━━━ Entries provided

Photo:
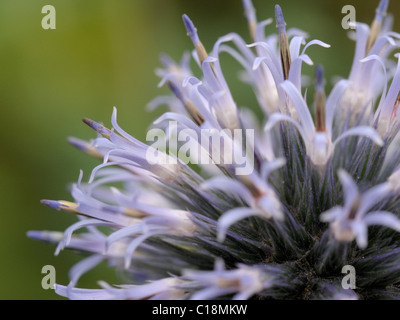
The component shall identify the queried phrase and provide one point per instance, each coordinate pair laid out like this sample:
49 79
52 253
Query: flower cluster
323 193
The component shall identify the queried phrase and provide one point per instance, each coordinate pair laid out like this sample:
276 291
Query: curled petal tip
191 29
382 9
51 203
97 127
175 90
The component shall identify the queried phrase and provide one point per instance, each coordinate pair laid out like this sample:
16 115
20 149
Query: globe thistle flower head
220 204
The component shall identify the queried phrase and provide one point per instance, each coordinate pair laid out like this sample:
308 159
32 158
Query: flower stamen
376 26
283 42
320 100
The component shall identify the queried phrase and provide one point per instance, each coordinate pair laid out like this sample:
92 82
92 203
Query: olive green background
103 54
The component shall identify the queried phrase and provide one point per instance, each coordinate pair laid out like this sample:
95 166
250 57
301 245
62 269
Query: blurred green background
103 54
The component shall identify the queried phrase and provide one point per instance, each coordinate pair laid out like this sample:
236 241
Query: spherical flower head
219 203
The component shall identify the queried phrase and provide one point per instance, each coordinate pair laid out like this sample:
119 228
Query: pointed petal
301 108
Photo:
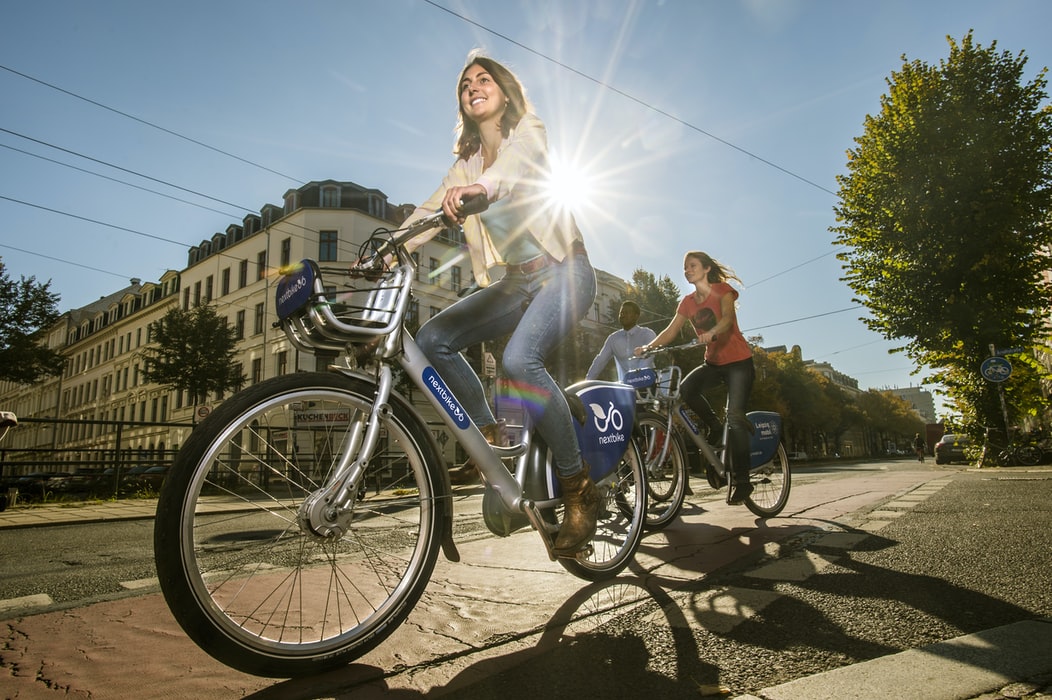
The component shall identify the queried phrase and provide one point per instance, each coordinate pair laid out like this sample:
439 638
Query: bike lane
502 605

━━━━━━

Count the lines in the rows above that contain the string "Query". Reply with the number alone.

Complete output — 9